● Exercise goal
Pull out every line in the data below that contains the word "building", and copy each one in full.
-- Start of Data supplied --
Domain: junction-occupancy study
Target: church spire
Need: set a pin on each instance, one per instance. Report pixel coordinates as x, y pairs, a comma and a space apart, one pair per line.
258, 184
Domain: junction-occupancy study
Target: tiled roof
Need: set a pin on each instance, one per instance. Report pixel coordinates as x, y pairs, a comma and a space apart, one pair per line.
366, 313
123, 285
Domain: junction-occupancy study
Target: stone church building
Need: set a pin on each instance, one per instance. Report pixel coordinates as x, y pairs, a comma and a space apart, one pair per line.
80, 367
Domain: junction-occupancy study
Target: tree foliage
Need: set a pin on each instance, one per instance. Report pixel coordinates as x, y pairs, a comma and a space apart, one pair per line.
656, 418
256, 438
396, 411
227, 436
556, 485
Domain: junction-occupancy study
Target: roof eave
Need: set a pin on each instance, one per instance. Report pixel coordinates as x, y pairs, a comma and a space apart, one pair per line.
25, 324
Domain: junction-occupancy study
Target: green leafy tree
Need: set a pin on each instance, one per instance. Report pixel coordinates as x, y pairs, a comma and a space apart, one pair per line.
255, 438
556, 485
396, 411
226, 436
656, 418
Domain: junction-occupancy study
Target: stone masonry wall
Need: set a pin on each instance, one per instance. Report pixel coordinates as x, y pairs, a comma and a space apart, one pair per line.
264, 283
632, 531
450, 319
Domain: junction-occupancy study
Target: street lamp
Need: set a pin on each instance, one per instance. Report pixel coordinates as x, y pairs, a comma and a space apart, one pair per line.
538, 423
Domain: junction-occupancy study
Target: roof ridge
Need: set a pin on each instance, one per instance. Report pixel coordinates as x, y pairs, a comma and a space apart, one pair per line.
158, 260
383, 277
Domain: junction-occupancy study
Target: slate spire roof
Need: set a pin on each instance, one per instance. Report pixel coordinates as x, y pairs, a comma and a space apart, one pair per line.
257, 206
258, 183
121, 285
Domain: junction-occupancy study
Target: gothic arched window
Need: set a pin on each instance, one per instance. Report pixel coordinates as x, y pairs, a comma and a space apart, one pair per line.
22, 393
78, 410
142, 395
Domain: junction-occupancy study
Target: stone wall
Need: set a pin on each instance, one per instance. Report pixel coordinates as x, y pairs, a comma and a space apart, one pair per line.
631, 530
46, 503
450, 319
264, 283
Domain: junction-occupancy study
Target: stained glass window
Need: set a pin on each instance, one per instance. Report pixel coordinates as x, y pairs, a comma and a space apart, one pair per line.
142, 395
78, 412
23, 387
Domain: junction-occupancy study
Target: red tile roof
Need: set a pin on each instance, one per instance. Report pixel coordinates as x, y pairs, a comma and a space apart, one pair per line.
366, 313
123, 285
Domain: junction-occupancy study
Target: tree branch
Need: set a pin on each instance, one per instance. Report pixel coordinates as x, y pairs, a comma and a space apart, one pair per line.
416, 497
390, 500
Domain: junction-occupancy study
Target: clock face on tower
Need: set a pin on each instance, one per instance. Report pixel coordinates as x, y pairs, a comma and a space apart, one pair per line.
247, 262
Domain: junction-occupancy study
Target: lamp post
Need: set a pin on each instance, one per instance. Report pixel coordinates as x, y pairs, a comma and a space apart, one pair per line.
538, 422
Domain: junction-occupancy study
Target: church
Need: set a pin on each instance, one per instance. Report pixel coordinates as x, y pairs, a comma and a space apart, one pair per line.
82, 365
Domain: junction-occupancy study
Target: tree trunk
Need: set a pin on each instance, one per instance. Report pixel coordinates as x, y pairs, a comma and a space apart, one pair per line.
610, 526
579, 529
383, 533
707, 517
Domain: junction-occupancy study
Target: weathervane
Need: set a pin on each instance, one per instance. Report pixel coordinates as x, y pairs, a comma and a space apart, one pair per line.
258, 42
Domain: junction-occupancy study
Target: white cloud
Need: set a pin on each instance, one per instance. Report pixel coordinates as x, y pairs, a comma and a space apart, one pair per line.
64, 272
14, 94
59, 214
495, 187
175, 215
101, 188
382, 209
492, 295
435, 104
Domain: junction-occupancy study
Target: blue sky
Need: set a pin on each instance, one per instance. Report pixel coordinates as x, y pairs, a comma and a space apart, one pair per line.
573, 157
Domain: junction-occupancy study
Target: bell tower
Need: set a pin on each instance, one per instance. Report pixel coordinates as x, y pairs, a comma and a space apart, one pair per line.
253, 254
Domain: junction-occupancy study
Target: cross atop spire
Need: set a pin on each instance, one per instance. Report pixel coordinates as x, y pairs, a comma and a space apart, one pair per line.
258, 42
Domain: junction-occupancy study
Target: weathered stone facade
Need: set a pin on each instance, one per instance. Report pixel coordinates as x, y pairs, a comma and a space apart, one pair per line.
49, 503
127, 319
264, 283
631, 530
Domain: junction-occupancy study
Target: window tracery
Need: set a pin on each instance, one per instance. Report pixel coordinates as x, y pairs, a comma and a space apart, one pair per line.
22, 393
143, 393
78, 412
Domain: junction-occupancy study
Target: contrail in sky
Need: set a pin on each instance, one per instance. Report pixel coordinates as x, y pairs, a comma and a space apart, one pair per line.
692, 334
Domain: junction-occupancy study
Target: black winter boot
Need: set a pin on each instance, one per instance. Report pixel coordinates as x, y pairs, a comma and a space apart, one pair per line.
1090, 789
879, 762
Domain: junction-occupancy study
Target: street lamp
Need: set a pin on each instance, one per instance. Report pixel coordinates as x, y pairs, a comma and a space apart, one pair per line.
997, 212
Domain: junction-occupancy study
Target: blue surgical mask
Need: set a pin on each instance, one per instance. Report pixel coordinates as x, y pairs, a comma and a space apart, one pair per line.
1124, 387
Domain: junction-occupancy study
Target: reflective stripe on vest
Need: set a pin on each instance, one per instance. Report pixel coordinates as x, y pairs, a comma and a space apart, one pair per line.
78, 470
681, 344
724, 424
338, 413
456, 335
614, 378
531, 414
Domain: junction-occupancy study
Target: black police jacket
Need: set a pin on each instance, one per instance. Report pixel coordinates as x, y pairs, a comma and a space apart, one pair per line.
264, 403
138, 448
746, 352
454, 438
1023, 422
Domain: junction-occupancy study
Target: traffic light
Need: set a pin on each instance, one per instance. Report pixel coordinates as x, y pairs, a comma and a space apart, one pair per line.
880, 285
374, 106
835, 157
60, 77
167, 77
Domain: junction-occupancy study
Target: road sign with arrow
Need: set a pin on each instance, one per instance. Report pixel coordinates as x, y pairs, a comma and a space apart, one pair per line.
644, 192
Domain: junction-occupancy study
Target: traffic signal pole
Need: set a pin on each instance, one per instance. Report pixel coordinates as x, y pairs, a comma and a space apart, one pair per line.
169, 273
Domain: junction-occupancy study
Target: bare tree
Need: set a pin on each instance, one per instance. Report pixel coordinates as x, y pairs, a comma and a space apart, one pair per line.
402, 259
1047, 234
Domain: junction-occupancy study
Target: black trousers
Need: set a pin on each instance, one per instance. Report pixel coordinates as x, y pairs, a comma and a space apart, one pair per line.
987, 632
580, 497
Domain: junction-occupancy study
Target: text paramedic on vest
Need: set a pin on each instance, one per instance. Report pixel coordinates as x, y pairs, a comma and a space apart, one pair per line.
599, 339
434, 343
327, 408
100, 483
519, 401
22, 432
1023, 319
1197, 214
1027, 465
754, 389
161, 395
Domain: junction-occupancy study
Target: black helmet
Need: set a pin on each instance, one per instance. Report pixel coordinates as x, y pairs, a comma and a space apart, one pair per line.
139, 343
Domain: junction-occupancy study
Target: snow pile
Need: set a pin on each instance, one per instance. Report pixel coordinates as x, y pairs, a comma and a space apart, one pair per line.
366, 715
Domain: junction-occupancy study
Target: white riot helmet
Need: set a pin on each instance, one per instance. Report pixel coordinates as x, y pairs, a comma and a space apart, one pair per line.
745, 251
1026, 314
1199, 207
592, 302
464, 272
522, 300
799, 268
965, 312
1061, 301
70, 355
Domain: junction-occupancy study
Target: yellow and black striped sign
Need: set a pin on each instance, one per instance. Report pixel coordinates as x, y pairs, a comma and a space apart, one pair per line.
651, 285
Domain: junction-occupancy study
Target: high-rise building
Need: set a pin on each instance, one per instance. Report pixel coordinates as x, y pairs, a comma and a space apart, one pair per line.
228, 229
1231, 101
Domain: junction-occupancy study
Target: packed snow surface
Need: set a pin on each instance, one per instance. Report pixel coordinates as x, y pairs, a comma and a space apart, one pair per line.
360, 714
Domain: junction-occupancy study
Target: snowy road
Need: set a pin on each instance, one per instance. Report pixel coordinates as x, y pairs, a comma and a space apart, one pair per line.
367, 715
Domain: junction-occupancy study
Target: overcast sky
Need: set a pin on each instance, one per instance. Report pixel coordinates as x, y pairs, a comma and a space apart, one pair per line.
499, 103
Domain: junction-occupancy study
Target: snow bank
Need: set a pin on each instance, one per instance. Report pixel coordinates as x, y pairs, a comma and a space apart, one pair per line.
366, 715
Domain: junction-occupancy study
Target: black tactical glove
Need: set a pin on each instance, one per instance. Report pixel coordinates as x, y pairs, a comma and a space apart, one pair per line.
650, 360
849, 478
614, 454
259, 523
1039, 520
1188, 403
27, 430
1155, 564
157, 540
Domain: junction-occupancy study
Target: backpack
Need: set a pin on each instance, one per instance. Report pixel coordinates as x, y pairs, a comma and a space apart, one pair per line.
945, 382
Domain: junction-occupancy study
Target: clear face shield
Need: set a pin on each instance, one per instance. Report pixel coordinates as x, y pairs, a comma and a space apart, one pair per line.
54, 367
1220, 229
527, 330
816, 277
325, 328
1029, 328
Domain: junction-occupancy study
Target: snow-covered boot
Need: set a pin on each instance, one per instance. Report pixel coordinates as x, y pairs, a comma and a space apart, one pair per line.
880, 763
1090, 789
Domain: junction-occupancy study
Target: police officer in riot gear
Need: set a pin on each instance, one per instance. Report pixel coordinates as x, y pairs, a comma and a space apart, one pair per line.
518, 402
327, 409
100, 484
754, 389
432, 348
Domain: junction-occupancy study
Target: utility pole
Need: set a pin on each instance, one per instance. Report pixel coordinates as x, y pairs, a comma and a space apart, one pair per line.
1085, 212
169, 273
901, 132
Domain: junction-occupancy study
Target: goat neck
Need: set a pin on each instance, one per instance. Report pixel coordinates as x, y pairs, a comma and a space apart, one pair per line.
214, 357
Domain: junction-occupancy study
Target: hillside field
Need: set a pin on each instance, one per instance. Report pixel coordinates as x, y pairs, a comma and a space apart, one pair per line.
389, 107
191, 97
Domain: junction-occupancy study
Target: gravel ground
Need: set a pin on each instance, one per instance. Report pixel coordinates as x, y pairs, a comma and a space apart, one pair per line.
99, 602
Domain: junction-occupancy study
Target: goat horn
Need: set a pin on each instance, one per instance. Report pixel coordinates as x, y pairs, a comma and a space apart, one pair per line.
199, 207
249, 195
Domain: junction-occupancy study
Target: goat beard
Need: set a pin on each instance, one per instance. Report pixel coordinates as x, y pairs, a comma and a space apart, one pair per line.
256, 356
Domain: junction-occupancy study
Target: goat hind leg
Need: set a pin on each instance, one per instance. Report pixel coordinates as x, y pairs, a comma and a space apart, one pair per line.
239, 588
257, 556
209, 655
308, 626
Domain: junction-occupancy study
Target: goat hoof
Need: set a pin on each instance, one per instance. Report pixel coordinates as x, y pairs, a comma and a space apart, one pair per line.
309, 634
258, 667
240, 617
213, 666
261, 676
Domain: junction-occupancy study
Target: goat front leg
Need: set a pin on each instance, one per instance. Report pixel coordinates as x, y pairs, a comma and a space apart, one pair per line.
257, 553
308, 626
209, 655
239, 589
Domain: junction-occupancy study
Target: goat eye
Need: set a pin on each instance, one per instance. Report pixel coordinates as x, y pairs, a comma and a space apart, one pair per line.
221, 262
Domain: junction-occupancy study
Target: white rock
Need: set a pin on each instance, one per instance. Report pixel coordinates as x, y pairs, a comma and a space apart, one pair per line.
-- End of Data supplied --
● Reply to the task
Target: stone church building
Target: high-rise building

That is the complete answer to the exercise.